Your assignment: State how many lines in the records below include the word "cushion". Give nothing but that number.

[Image point grounding data]

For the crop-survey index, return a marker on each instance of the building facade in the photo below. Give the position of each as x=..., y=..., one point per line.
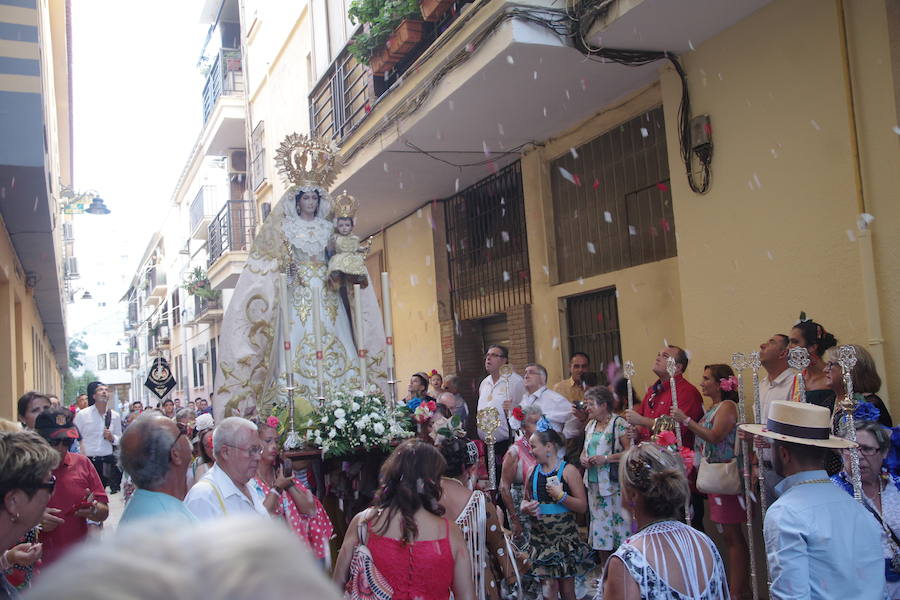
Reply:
x=35, y=168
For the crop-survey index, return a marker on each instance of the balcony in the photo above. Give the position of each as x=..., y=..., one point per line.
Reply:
x=225, y=78
x=202, y=211
x=207, y=311
x=230, y=237
x=156, y=286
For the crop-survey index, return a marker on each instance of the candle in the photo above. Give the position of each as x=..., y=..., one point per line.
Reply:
x=360, y=343
x=317, y=330
x=286, y=328
x=388, y=319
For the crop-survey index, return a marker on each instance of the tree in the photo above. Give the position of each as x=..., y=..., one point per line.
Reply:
x=77, y=346
x=76, y=384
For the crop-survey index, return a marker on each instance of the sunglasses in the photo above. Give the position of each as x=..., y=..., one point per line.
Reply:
x=47, y=485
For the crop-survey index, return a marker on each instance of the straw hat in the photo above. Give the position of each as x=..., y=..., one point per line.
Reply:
x=799, y=423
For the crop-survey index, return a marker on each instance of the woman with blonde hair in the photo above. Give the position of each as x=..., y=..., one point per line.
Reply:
x=665, y=558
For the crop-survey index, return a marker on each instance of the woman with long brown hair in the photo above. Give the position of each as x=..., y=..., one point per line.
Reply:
x=419, y=552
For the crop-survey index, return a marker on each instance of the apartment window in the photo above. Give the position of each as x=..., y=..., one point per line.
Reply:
x=593, y=327
x=611, y=200
x=258, y=153
x=176, y=307
x=488, y=249
x=197, y=365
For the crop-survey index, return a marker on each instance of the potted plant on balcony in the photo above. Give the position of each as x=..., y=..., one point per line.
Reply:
x=197, y=284
x=391, y=29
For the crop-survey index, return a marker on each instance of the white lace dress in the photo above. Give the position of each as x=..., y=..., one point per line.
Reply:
x=672, y=561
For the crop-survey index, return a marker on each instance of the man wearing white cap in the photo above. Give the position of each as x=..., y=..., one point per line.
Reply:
x=821, y=544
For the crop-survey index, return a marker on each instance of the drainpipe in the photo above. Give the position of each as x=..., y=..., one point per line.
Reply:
x=875, y=340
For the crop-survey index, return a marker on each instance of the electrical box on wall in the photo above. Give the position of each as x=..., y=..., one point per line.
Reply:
x=701, y=132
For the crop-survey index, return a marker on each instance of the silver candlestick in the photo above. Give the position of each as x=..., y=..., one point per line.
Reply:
x=847, y=360
x=798, y=359
x=757, y=413
x=628, y=370
x=739, y=363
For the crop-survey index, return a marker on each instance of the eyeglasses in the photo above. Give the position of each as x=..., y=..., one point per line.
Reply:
x=251, y=451
x=47, y=485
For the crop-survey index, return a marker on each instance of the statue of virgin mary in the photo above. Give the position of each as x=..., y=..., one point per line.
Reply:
x=292, y=245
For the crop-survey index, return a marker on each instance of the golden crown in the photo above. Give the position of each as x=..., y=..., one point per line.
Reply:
x=303, y=161
x=344, y=206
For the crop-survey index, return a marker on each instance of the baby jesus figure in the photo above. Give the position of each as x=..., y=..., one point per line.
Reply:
x=347, y=266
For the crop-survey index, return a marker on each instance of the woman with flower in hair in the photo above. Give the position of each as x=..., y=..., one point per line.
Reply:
x=417, y=551
x=881, y=489
x=666, y=558
x=714, y=440
x=287, y=497
x=475, y=515
x=554, y=492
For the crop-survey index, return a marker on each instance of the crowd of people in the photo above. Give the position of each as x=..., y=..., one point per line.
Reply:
x=590, y=483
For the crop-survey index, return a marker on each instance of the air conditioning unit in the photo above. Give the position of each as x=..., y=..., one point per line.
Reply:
x=237, y=162
x=71, y=270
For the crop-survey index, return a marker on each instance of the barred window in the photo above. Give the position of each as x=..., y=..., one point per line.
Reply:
x=611, y=199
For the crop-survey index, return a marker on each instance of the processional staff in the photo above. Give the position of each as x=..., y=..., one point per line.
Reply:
x=739, y=363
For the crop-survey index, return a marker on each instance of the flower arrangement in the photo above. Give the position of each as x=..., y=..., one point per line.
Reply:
x=349, y=422
x=669, y=441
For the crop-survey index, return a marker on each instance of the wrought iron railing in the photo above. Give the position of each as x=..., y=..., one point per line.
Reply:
x=488, y=257
x=231, y=230
x=203, y=205
x=226, y=77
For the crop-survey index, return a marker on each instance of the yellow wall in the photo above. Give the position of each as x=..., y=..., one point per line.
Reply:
x=409, y=258
x=649, y=301
x=770, y=238
x=18, y=318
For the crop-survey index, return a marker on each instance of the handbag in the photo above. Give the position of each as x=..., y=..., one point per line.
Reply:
x=366, y=581
x=720, y=478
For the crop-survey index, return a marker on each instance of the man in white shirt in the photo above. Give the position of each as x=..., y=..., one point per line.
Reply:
x=224, y=490
x=556, y=407
x=501, y=393
x=101, y=428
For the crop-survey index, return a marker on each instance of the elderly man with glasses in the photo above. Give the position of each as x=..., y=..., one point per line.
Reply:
x=78, y=496
x=224, y=490
x=156, y=453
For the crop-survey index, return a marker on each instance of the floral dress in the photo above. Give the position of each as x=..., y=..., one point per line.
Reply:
x=610, y=522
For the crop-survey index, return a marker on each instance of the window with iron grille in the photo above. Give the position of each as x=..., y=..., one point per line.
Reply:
x=258, y=153
x=611, y=200
x=593, y=327
x=487, y=246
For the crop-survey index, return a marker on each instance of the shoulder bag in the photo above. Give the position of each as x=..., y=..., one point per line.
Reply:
x=366, y=581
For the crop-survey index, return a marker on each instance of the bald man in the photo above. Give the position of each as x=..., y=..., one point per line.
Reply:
x=156, y=452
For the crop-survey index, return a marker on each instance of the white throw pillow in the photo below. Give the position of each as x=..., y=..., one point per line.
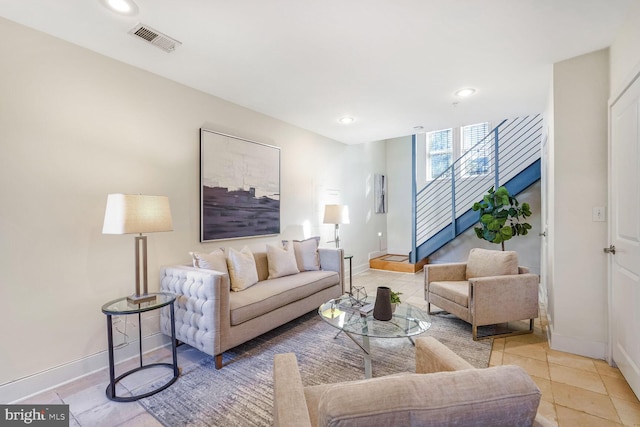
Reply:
x=242, y=269
x=215, y=260
x=281, y=261
x=306, y=251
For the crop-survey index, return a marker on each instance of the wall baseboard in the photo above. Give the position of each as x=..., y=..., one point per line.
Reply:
x=31, y=385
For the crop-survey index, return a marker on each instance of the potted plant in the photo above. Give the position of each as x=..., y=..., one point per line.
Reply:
x=501, y=216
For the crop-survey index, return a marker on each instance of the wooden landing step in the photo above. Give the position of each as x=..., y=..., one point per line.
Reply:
x=399, y=263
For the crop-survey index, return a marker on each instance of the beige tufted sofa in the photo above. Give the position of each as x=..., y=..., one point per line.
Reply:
x=213, y=319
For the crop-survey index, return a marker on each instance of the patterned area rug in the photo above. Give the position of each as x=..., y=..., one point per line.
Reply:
x=241, y=393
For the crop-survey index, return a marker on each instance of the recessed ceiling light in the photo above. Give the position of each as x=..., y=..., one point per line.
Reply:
x=463, y=93
x=123, y=7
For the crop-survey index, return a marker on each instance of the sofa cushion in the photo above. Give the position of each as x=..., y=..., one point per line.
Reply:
x=215, y=260
x=306, y=252
x=281, y=261
x=269, y=295
x=242, y=269
x=456, y=291
x=485, y=263
x=498, y=396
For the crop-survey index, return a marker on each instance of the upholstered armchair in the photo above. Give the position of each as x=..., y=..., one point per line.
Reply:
x=497, y=396
x=489, y=289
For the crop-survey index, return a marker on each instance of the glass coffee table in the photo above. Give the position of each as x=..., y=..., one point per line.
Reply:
x=348, y=316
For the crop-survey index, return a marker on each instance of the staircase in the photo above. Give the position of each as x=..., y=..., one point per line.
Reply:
x=508, y=156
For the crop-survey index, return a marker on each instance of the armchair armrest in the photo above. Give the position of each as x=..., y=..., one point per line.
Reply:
x=500, y=299
x=332, y=260
x=289, y=404
x=433, y=356
x=444, y=272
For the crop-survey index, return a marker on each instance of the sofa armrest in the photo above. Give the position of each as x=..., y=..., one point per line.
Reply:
x=433, y=356
x=332, y=260
x=500, y=299
x=289, y=404
x=201, y=309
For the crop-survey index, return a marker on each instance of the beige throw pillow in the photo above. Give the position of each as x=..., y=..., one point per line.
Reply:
x=306, y=251
x=215, y=260
x=281, y=261
x=485, y=263
x=242, y=269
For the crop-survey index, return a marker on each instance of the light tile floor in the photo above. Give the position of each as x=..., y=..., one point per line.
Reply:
x=576, y=391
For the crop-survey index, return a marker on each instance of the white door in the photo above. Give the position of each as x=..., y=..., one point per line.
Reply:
x=624, y=226
x=545, y=260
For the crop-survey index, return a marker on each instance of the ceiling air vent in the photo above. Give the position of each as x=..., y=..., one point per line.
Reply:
x=154, y=37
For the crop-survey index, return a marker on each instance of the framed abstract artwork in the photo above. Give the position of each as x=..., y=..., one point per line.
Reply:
x=239, y=187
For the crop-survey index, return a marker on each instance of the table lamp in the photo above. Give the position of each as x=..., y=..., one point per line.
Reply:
x=336, y=214
x=137, y=214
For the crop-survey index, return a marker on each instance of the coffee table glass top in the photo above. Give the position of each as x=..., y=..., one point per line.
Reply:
x=407, y=319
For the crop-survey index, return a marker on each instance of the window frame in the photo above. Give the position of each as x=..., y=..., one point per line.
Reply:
x=457, y=151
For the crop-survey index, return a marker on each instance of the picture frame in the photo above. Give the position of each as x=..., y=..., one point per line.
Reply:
x=239, y=187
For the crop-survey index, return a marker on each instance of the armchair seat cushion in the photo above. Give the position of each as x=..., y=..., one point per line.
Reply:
x=498, y=396
x=456, y=291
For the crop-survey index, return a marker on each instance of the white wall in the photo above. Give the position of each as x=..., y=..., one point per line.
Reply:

Completed task: 2